Beantwoord deze vragen met wat het tekstfragment vermeldt:
1. Welk nummer draagt de omschrijving van "straatmeubilair"?
2. Wat vormt bij een prostitutiebedrijf het hoofdbestanddeel van de activiteiten?
3. Hoeveel gevels van een woning op de hoek van twee straten gelden als voorgevel?

======== TEKSTFRAGMENT ========

1.43 praktijkruimte:

een gebouw of een gedeelte daarvan, dat dient voor het beroepsmatig verlenen van diensten op administratief, Architectonisch, kunstzinnig, juridisch, medisch, paramedisch, therapeutisch of een daarmee naar aard gelijk te stellen gebied;

1.44 prostitutie:

het aanbieden van seksuele diensten tegen materiële vergoeding;

1.45 prostitutiebedrijf:

een bedrijf waar prostitutie het hoofdbestanddeel van de activiteiten vormt;

1.46 seksinrichting:

een voor publiek toegankelijke, besloten ruimte (hieronder wordt mede begrepen een voer- of vaartuig), waarin bedrijfsmatig, of in omvang alsof zij bedrijfsmatig was, seksuele handelingen worden verricht, of vertoningen van pornografische aard plaatsvinden; onder seksinrichting wordt in ieder geval verstaan: een (raam-)prostitutiebedrijf (waaronder begrepen een seksclub), een privéhuis, een erotische massagesalon, een seksbioscoop als dan niet in combinatie met elkaar;

1.47 straatmeubilair:

de op of bij een weg behorende bouwwerken, zoals verkeerstekens, wegbebakeningen, bewegwijzeringen, verlichting, halteaanduidingen, parkeerregulerende constructies, afvalcontainers, brandkranen, informatie- en reclameconstructies, rijwielstandaarden, papier- en plantenbakken, zitbanken, communicatievoorzieningen, gedenktekens, speelvoorzieningen en abri's;

1.48 uitbouw:

een aan een hoofdgebouw gebouwd gebouw, dat door zijn constructie of afmetingen ondergeschikt is aan dat hoofdgebouw, dat een vergroting van de bestaande ruimte in dat hoofdgebouw is en direct daarmee in open verbinding staat;

1.49 voorerf:

het bij een gebouw (bijvoorbeeld een woning) behorende erf, dat is gelegen voor de voorgevellijn of in ieder geval voor het bouwvlak;

1.50 voorgevel:

de voorgevel zoals deze bij de bouw van het betrokken gebouw oorspronkelijk is gerealiseerd. Van een woning op de hoek van twee straten is slechts één gevel de voorgevel;

1.51 voorgevellijn:

een lijn, welke zoveel mogelijk aansluit aan de ligging van de oorspronkelijke voorgevels van de hoofdgebouwen.

======== GEGEVEN INFORMATIE ========

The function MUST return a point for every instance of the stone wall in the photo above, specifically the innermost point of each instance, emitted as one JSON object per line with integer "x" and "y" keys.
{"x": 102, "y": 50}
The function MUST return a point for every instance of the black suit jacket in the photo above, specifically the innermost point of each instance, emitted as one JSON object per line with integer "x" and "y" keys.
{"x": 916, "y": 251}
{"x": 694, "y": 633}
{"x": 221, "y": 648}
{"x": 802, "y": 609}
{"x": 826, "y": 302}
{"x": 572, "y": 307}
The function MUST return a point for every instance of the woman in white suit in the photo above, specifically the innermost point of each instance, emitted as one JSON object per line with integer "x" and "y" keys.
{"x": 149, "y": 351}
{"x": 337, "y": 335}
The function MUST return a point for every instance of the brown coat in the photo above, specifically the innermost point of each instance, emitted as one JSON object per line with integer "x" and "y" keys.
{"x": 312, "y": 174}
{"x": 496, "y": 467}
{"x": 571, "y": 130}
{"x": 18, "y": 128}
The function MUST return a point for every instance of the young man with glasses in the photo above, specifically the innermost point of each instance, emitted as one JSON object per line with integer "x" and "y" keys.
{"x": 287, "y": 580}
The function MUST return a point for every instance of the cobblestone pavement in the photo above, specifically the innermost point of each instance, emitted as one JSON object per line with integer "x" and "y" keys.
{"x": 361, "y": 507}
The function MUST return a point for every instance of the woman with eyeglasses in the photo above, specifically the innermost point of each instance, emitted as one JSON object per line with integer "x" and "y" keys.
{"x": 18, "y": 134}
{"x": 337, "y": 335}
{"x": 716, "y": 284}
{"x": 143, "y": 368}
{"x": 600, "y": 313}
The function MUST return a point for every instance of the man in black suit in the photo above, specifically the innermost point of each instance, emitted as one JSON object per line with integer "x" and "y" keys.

========

OPLOSSING:
1. 1.47
2. Prostitutie
3. Slechts één